Objective
Copy out the rows below with each "instance" swapped for "occurrence" and everything else left as it is, omitting the pictures.

Material provided
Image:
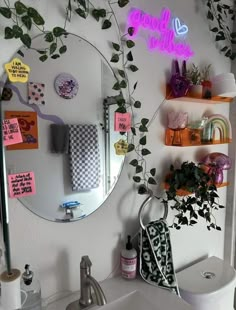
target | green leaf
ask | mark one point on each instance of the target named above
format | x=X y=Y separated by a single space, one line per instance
x=130 y=43
x=26 y=40
x=130 y=56
x=131 y=31
x=116 y=86
x=18 y=32
x=48 y=37
x=210 y=15
x=26 y=20
x=215 y=29
x=81 y=12
x=55 y=56
x=122 y=3
x=6 y=12
x=144 y=121
x=137 y=104
x=136 y=179
x=116 y=46
x=9 y=33
x=43 y=58
x=138 y=169
x=143 y=140
x=131 y=147
x=153 y=171
x=52 y=48
x=134 y=162
x=20 y=8
x=58 y=31
x=115 y=58
x=133 y=68
x=106 y=24
x=37 y=18
x=145 y=152
x=123 y=84
x=20 y=53
x=62 y=49
x=151 y=181
x=121 y=73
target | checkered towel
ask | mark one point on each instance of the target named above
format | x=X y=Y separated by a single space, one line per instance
x=84 y=157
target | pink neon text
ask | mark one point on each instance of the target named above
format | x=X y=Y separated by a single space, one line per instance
x=166 y=37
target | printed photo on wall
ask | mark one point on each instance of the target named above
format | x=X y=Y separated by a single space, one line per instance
x=36 y=93
x=28 y=127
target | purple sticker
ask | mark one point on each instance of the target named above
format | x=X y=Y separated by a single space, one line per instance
x=66 y=85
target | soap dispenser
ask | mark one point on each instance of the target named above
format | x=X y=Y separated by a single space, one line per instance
x=32 y=288
x=128 y=261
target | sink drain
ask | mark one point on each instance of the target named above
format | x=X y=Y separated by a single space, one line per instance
x=208 y=275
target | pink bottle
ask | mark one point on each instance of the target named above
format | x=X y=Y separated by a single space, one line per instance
x=128 y=261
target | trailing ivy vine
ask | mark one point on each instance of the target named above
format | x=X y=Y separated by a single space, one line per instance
x=219 y=15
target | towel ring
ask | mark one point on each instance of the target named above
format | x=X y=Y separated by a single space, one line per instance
x=146 y=201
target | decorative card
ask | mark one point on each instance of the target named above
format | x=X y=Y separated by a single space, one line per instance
x=11 y=131
x=122 y=122
x=36 y=93
x=21 y=184
x=17 y=71
x=28 y=127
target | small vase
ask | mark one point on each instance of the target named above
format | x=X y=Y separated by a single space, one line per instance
x=195 y=91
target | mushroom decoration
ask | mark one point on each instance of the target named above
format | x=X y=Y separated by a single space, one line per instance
x=216 y=163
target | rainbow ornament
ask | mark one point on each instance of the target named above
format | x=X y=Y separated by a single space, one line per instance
x=218 y=122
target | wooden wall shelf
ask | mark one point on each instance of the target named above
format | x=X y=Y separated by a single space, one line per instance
x=182 y=192
x=188 y=137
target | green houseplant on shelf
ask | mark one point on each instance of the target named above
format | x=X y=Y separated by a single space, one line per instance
x=191 y=192
x=195 y=77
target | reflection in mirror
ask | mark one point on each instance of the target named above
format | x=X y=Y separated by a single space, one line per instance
x=68 y=131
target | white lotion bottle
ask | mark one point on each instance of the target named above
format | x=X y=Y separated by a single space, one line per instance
x=128 y=261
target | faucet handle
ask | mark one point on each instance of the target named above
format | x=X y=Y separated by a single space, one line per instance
x=85 y=262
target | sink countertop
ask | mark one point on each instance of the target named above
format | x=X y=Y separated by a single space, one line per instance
x=117 y=287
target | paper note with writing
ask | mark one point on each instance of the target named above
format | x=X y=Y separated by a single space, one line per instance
x=21 y=184
x=11 y=131
x=122 y=122
x=17 y=71
x=28 y=127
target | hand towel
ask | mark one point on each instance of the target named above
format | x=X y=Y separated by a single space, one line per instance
x=59 y=138
x=156 y=263
x=84 y=157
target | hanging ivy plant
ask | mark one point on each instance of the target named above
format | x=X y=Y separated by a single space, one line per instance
x=220 y=15
x=25 y=18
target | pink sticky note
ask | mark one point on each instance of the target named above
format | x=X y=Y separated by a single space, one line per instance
x=122 y=122
x=11 y=131
x=21 y=184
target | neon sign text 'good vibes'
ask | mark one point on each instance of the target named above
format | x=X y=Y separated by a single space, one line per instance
x=165 y=42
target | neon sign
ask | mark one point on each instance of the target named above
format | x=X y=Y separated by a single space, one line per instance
x=165 y=41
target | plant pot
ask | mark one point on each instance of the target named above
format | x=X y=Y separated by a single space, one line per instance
x=195 y=91
x=206 y=89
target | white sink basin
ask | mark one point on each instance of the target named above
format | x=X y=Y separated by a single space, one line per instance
x=133 y=301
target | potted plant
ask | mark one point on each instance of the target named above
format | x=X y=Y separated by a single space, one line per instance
x=191 y=192
x=206 y=83
x=195 y=78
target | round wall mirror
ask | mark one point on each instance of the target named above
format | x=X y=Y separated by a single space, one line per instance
x=67 y=129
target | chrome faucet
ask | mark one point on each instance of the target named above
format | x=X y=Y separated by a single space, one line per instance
x=86 y=283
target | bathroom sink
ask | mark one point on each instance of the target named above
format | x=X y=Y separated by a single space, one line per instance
x=133 y=301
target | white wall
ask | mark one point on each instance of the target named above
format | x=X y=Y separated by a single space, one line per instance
x=54 y=250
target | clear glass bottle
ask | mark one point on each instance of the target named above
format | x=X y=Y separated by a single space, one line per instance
x=32 y=288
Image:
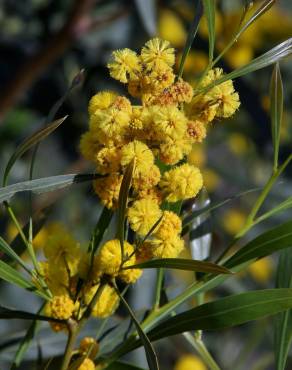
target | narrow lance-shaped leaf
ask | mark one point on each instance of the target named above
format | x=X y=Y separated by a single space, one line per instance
x=25 y=342
x=191 y=34
x=29 y=143
x=283 y=321
x=44 y=185
x=272 y=56
x=276 y=95
x=149 y=350
x=209 y=11
x=10 y=252
x=12 y=276
x=226 y=312
x=269 y=242
x=123 y=201
x=182 y=264
x=11 y=314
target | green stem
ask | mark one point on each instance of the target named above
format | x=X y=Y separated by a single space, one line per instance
x=72 y=335
x=158 y=287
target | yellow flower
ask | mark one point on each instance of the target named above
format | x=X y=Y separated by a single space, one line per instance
x=223 y=94
x=197 y=156
x=89 y=145
x=168 y=248
x=60 y=307
x=140 y=152
x=87 y=364
x=169 y=226
x=196 y=131
x=89 y=347
x=108 y=190
x=233 y=221
x=211 y=179
x=125 y=65
x=102 y=100
x=147 y=180
x=157 y=52
x=261 y=270
x=171 y=28
x=168 y=121
x=190 y=362
x=108 y=160
x=181 y=183
x=107 y=303
x=143 y=214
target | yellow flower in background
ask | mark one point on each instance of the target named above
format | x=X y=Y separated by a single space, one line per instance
x=190 y=362
x=238 y=143
x=143 y=214
x=181 y=183
x=171 y=28
x=262 y=270
x=211 y=179
x=87 y=364
x=233 y=221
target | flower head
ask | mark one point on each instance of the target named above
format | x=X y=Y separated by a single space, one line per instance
x=143 y=214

Task answer
Image:
target | green leaf
ask | mark one point on each occurrence of the target named above
format | x=X y=Y separated by a single space, one line per occurrence
x=130 y=43
x=26 y=40
x=130 y=56
x=131 y=31
x=116 y=86
x=18 y=32
x=48 y=37
x=210 y=15
x=26 y=20
x=215 y=29
x=81 y=12
x=55 y=56
x=122 y=3
x=6 y=12
x=144 y=121
x=137 y=104
x=136 y=179
x=116 y=46
x=9 y=33
x=43 y=58
x=138 y=169
x=143 y=140
x=131 y=147
x=153 y=171
x=52 y=48
x=134 y=162
x=20 y=8
x=58 y=31
x=115 y=58
x=133 y=68
x=106 y=24
x=37 y=18
x=145 y=152
x=123 y=84
x=20 y=53
x=62 y=49
x=151 y=181
x=121 y=73
target | checkered towel
ask | mark one point on each occurrence of the target named above
format | x=X y=Y separated by a single space, one line per occurrence
x=84 y=157
target | pink neon text
ask | mark one point on each occurrence of the target named above
format | x=X y=Y separated by a single space, one line per occurrence
x=166 y=37
target | printed photo on wall
ask | mark one point on each occurrence of the target named above
format | x=X y=Y separated by a single space, one line per occurrence
x=36 y=93
x=28 y=127
target | purple sticker
ask | mark one point on each occurrence of the target named above
format | x=X y=Y separated by a single space, one line per occurrence
x=66 y=85
target | soap dispenser
ask | mark one point on each occurrence of the target named above
format | x=X y=Y separated by a single space, one line per occurrence
x=32 y=288
x=128 y=261
target | sink drain
ask | mark one point on each occurrence of the target named above
format | x=X y=Y separated by a single space, one line per occurrence
x=208 y=275
target | pink bottle
ask | mark one point on each occurrence of the target named above
format | x=X y=Y separated by a single space, one line per occurrence
x=128 y=261
target | trailing ivy vine
ask | mark one point on each occurrence of the target named above
format | x=X y=Y separated by a single space, one line per occurrence
x=219 y=15
target | towel ring
ask | mark one point on each occurrence of the target named above
format | x=X y=Y separated by a single space, one line per occurrence
x=146 y=201
target | decorative card
ask | mark one point on each occurrence of the target named above
format | x=X y=Y separated by a single space, one line per occurrence
x=11 y=131
x=122 y=122
x=36 y=93
x=21 y=184
x=17 y=71
x=28 y=127
target | small vase
ask | mark one point on each occurrence of the target named above
format | x=X y=Y separated by a single space, one line per occurrence
x=195 y=91
target | mushroom decoration
ask | mark one point on each occurrence of the target named above
format | x=X y=Y separated by a single space, one line per occurrence
x=216 y=163
target | rainbow ornament
ask | mark one point on each occurrence of the target named above
format | x=X y=Y separated by a single space, one line per occurrence
x=218 y=122
target | wooden wall shelf
ask | mark one point on each occurrence of the target named above
format | x=X y=Y separated by a single space, one line per occurrence
x=182 y=192
x=188 y=137
target | green houseplant on shelf
ask | mark one point on each occurrence of the target named above
format | x=X y=Y separated by a single space, one line per occurrence
x=191 y=192
x=195 y=77
target | reflection in mirror
ask | mark one point on each occurrence of the target named above
format | x=X y=Y separated by a single space, one line per occurrence
x=68 y=131
target | white lotion bottle
ask | mark one point on each occurrence of the target named above
format | x=X y=Y separated by a single space, one line per occurrence
x=128 y=261
target | faucet handle
ask | mark one point on each occurrence of the target named above
format | x=X y=Y separated by a single space, one line per occurrence
x=85 y=262
target | sink countertop
ask | mark one point on each occurrence of the target named above
format | x=X y=Y separated by a single space, one line per occurrence
x=117 y=287
target | paper note with writing
ask | mark one point on each occurrence of the target named above
format | x=X y=Y separated by a single space, one line per occurrence
x=21 y=184
x=11 y=131
x=122 y=122
x=17 y=71
x=28 y=127
target | hand towel
ask | mark one point on each occurrence of the target named above
format | x=X y=Y separated by a single space, one line per occurrence
x=59 y=138
x=156 y=263
x=84 y=157
target | hanging ivy plant
ask | mark one point on each occurrence of the target named above
format | x=X y=Y separated by a single space, one line per occurrence
x=220 y=15
x=25 y=18
target | pink sticky note
ask | mark one point on each occurrence of the target named above
format | x=X y=Y separated by a single space, one line per occurrence
x=122 y=122
x=11 y=131
x=21 y=184
target | neon sign text 'good vibes'
ask | mark one point on each occurrence of the target named above
format | x=X y=Y separated by a single space, one line per occurrence
x=165 y=42
target | neon sign
ask | mark one point on each occurrence of the target named above
format | x=X y=Y separated by a single space, one line per occurrence
x=165 y=41
target | plant pot
ask | mark one point on each occurrence of the target named above
format | x=X y=Y separated by a single space, one line per occurrence
x=195 y=91
x=206 y=89
target | white sink basin
ask | mark one point on each occurrence of the target named above
format | x=X y=Y separated by a single space, one line per occurrence
x=133 y=301
target | potted plant
ask | mark one point on each occurrence of the target named above
format | x=X y=Y separated by a single space, one line per occurrence
x=191 y=192
x=206 y=83
x=195 y=78
target | round wall mirror
ask | mark one point on each occurrence of the target named above
format | x=X y=Y separated by a single space, one line per occurrence
x=67 y=129
target | chrome faucet
ask | mark one point on each occurrence of the target named above
format | x=X y=Y separated by a single space, one line per occurrence
x=86 y=283
target | bathroom sink
ask | mark one point on each occurrence of the target named above
format | x=X y=Y separated by a single space, one line per occurrence
x=133 y=301
target | white wall
ask | mark one point on each occurrence of the target named above
format | x=X y=Y separated by a single space, one line per occurrence
x=54 y=250
target | clear glass bottle
ask | mark one point on each occurrence of the target named above
format | x=X y=Y separated by a single space, one line per occurrence
x=32 y=288
Image:
target | narrow lance-shaped leaf
ask | mark one point on each occurrence of the target named above
format | x=X y=Y separated by a single space, one line per occurrence
x=25 y=342
x=191 y=34
x=29 y=143
x=283 y=321
x=44 y=185
x=272 y=56
x=276 y=95
x=149 y=350
x=209 y=11
x=10 y=252
x=12 y=276
x=226 y=312
x=269 y=242
x=123 y=201
x=182 y=264
x=11 y=314
target | green stem
ask | mark one point on each occurrence of the target named above
format | x=X y=Y separated by a single space, one line per occurrence
x=72 y=335
x=158 y=287
target | yellow flower
ask | mark one point on each occurrence of the target named above
format | x=X y=Y separated by a single space, one line per occurrence
x=223 y=94
x=197 y=156
x=89 y=145
x=168 y=248
x=60 y=307
x=140 y=152
x=87 y=364
x=169 y=226
x=196 y=131
x=89 y=347
x=108 y=190
x=233 y=221
x=211 y=179
x=125 y=65
x=102 y=100
x=147 y=180
x=157 y=52
x=261 y=270
x=171 y=28
x=168 y=121
x=190 y=362
x=108 y=160
x=181 y=183
x=107 y=303
x=143 y=214
target | yellow flower in background
ask | mark one point on each occurrence of the target named above
format | x=X y=Y separated by a single space, one line per occurrence
x=190 y=362
x=238 y=143
x=143 y=214
x=181 y=183
x=171 y=28
x=262 y=270
x=211 y=179
x=87 y=364
x=233 y=221
target | flower head
ask | mark one point on each occurrence of the target named above
format | x=X y=Y separated by a single space, one line per occurrence
x=143 y=214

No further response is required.